Point annotation dataset records:
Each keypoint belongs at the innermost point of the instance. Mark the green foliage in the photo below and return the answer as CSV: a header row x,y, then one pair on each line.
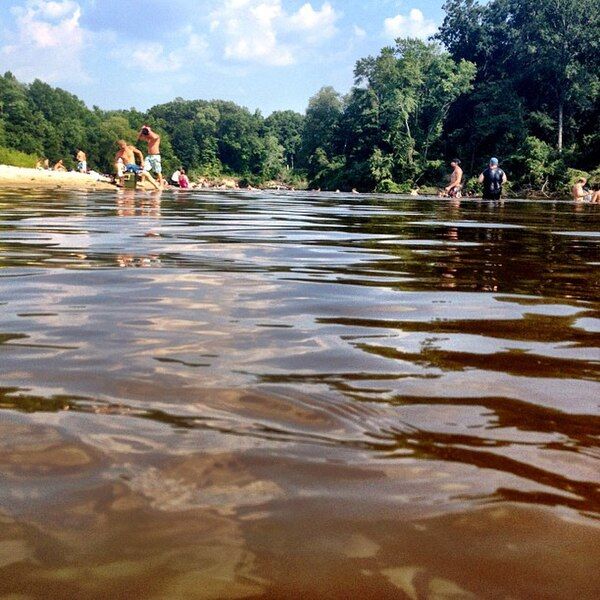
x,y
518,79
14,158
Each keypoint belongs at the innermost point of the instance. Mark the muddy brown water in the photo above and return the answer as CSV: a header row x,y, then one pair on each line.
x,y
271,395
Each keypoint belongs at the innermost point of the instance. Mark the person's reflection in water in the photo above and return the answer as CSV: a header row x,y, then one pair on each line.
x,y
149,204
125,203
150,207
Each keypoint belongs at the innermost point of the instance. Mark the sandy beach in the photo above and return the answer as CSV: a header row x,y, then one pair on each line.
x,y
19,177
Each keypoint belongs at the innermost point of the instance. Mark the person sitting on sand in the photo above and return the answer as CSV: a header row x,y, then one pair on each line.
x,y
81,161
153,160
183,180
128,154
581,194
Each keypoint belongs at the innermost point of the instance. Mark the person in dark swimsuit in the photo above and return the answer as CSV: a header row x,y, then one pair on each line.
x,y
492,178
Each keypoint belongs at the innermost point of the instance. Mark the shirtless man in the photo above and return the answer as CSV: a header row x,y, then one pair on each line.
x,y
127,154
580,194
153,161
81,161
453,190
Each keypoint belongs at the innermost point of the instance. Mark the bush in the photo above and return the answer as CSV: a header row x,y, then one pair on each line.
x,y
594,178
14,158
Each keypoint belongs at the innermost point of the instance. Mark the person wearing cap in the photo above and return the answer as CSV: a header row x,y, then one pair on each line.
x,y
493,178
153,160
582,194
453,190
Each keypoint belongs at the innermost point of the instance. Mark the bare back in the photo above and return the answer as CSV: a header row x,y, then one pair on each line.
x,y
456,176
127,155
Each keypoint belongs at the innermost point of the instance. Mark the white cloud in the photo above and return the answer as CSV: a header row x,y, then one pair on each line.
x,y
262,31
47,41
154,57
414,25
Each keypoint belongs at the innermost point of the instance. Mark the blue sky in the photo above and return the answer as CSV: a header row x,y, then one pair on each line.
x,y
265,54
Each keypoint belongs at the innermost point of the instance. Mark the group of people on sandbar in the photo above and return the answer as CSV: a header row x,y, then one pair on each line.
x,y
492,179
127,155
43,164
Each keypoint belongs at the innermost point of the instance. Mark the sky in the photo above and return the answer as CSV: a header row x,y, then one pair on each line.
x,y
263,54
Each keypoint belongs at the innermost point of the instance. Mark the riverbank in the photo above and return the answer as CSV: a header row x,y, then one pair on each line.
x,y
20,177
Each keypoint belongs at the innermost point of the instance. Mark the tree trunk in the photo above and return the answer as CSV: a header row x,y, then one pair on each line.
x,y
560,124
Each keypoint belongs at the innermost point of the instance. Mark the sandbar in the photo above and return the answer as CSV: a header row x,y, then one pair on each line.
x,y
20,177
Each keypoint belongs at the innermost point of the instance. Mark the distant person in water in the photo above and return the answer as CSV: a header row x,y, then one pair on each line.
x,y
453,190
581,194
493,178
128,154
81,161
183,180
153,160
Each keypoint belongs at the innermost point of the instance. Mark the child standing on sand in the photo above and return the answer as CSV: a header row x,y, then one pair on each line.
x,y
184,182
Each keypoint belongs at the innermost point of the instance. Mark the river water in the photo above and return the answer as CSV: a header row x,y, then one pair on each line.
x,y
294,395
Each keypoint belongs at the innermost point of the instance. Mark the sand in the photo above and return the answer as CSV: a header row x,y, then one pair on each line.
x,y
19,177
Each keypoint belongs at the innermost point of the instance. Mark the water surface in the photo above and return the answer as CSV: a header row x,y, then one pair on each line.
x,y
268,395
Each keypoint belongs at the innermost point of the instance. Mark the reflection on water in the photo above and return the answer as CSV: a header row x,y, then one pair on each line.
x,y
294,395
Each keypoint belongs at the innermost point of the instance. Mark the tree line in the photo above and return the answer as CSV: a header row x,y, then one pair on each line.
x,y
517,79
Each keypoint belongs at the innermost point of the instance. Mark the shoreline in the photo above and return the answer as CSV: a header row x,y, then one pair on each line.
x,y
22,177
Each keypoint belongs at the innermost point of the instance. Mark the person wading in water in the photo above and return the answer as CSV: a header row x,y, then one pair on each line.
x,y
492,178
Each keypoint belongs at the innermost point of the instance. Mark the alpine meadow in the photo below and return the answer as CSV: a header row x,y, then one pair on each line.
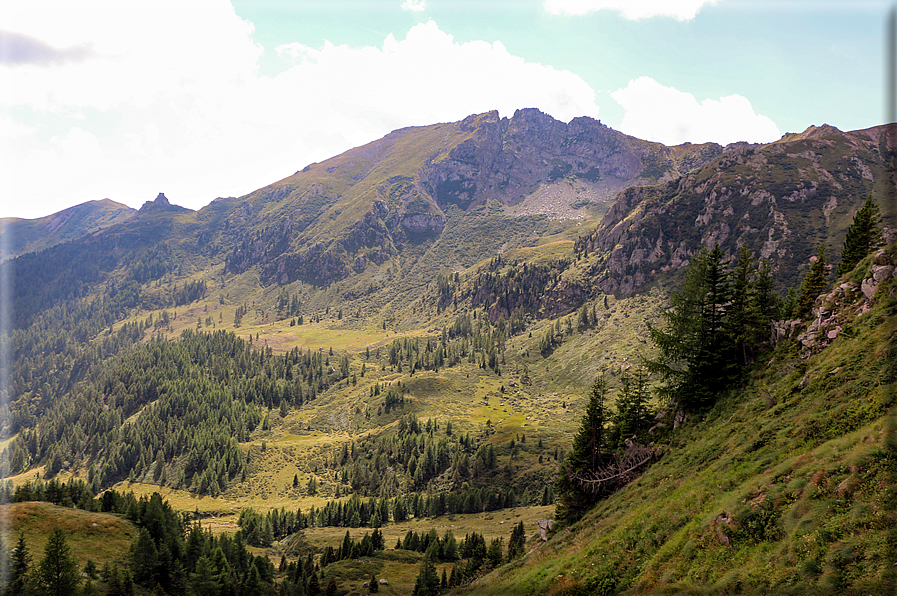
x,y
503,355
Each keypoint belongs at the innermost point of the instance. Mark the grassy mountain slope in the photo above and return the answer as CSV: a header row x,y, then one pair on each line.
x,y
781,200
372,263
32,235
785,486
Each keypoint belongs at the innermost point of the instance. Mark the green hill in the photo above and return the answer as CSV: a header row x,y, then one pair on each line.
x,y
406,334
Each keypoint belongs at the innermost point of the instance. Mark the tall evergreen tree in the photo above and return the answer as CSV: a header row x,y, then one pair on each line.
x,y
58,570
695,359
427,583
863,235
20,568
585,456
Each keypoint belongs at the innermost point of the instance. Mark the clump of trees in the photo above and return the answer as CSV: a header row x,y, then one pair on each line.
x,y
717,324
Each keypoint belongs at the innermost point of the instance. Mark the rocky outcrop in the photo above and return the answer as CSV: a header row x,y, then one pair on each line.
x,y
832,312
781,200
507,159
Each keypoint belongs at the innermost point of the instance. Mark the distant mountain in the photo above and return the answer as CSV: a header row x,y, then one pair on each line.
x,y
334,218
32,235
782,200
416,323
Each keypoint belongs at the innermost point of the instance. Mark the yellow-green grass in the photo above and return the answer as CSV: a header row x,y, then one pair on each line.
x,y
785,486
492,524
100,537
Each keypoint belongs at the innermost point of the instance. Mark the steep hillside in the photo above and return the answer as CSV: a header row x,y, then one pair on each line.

* [THE EXERCISE]: Reproduce each line exactly, please, except for any pictures.

* [COMPLETED TASK]:
Each keypoint belongs at the innermost point of the instance. Mark the green foliage in the photo below and return the answer as CSV: a header row x,y, then one pair on each line.
x,y
518,79
14,158
Each keypoint belongs at the innermost point of the instance. Mark the muddy brown water in the photo above and return the answer as CSV: a header row x,y, then one pair on each line.
x,y
271,395
Each keypoint belongs at the innermost point of the instance. Mark the person's reflection in water in the photo above and return the answer as CSV: a header row x,y, then one pair on each line.
x,y
149,204
125,203
150,207
Each keypoint belongs at the innermost point of the instance. Mark the sandy beach in the photo above and return the answer as CSV: a header row x,y, then one pair on each line.
x,y
19,177
Each keypoint belongs at the innermost point of the instance. Mark the person sitting on sand in the photo above and return the answer as CSV: a header row x,y, then one pair on each line.
x,y
81,161
153,160
183,180
128,154
581,194
Each keypoint belongs at the innermost point of the instance. Mark the person in dark swimsuit in the photo above and return the answer as CSV: a header row x,y, then one pair on each line.
x,y
492,178
Each keypoint belongs at the innermost point of the instance. Mark the shirtless man in the photo above and return the answer as CSV: a header row x,y, then one pair on each line.
x,y
127,154
580,194
153,161
81,161
453,190
Each keypoint belongs at the innermost point of the instance. Mark the bush in the photo above and return the answer as CSV: a header row x,y, then one pair on each line.
x,y
594,178
14,158
Each keypoint belongs at the innermost point of the instance. Mark the person wearing cap in the photo above and return the answer as CSV: a header row x,y, then one pair on each line.
x,y
493,178
153,160
582,194
453,190
Each keypoint belongs at the innermost point of the instance. Mark the bare back in the photo above and return the answer as CSV: a header row x,y, then one pair on each line.
x,y
456,176
127,155
Each keypoint belongs at the innermost point of the instance. Mark the white cloud in the photo above and return the answer as CSV: a header row x,y, then one pair on each line.
x,y
262,31
47,41
154,57
414,25
Each keypoint belongs at the innermost point of the instance. Mark the blue sky in the photo above and return the answer as CSV: a header row x,y, then one pair on each line.
x,y
265,54
Each keypoint belongs at the innermost point of the instance. Mark the group of people on sandbar in the photo above and return the answer as CSV: a header row x,y, then one pair on each line.
x,y
492,179
127,155
43,164
Each keypoint belongs at the innermost point of the instance. Mark the sky in the photo above and return the answer as CSV: a header row x,y, then one pair on each line.
x,y
263,54
Each keypoint belongs at the innermost point of the instance. Mark the riverbank in the photo above and return the answer as CSV: a header row x,y, then one pair on each line.
x,y
20,177
Each keypoint belongs at the innermost point of the instance. Mark the tree trunk in the photo above and return the answer as CSV: a header row x,y, then one pair on each line.
x,y
560,124
Each keypoint belongs at the innermost point of the instance. Mark the sandbar in the photo above and return the answer as CSV: a header row x,y, then one pair on each line.
x,y
20,177
Each keypoint belongs at the innermost point of the instance. Mark the distant person in water in the photo above and return the answer as CSV: a header row x,y, then one pair on each line.
x,y
453,190
581,194
493,178
128,154
81,161
183,180
153,160
Each keypoint belongs at the innermost point of the instance. Mark the child standing on sand in the photo above and return the answer as CSV: a header row x,y, then one pair on each line.
x,y
184,182
Each keypoint belongs at the innermost point of the instance. Mark the river water in the photo above and return the answer as CSV: a header row x,y, then one pair on each line.
x,y
294,395
Each keypoint belongs at the innermost point of the instance. Mark the sand in the photo above and return the answer as CSV: a header row x,y, then one pair on each line.
x,y
19,177
Each keypoint belongs at the innermost point of the instance. Mark the water surface in the photo above and return the answer as CSV: a header row x,y, then one pair on each line.
x,y
268,395
Each keypoint belongs at the innermost point of the instance. Mark the reflection on water in the photo above and return the answer as CSV: a header row x,y, then one pair on each line.
x,y
294,395
Each keypoint belongs at the innermost point of the instance. Mark the tree line in the photo above and return the answer as CSV: a header row x,y, then one pair on each line.
x,y
517,79
Each keypoint belongs at the innermost point of the instance. Mark the shoreline in the photo above and return the answer as CSV: a header row x,y, then one pair on each line.
x,y
22,177
Each keypoint belongs at the innermost point of the instance. Mark the person wading in water in the photo above and return the answer as CSV: a header row x,y, then one pair on each line.
x,y
492,178
Each keypoint belongs at the innermost point of the instance. Mark the alpine meadow in the photo below and return the answer as CSV: a header row x,y, then one pair on each line.
x,y
503,355
Each keypoint belongs at the innermost point of the instance. Mark the grassy mountain slope in the photo above and return the answer as CSV: a header row x,y, then one pair on each line.
x,y
781,200
372,263
32,235
785,486
Each keypoint belongs at the innermost point of the instance. Mark the green hill in the photo above and return the answer as CSV: a header row x,y, then one pair on each line.
x,y
406,334
Each keypoint belongs at the innermost point of the instance. Mark the tall evergreen tree in the photo above and return the answer as CSV: a header row x,y, then one pair on each line.
x,y
58,570
695,359
427,583
863,235
20,568
585,456
Each keypoint belongs at the innermost point of the instance. Mark the clump of trees in the photo above and return the answer as CSV: a header row x,y, then one pair on each line.
x,y
717,324
Each keypoint belongs at the innermost point of the instance. Mark the rocky outcrop in the photo above and return the answer as CSV: a header row x,y, then one pair on each line.
x,y
832,312
781,200
507,159
Each keypoint belongs at the innermost point of the instance. Mark the distant mountain in the photo above and return the answer as CSV: a header row x,y, then one pair on each line.
x,y
334,218
32,235
782,200
416,323
Each keypoint belongs at the innermost point of the instance. Mark the yellow-green grass in the photo above and return the answer as CSV: a header row x,y, then one pair on each line.
x,y
785,486
492,524
100,537
Each keypoint belongs at the innermost point of the instance. Mark the steep hillside in the photo above and return the answer as CSV: a header row x,y, then one pair on each line.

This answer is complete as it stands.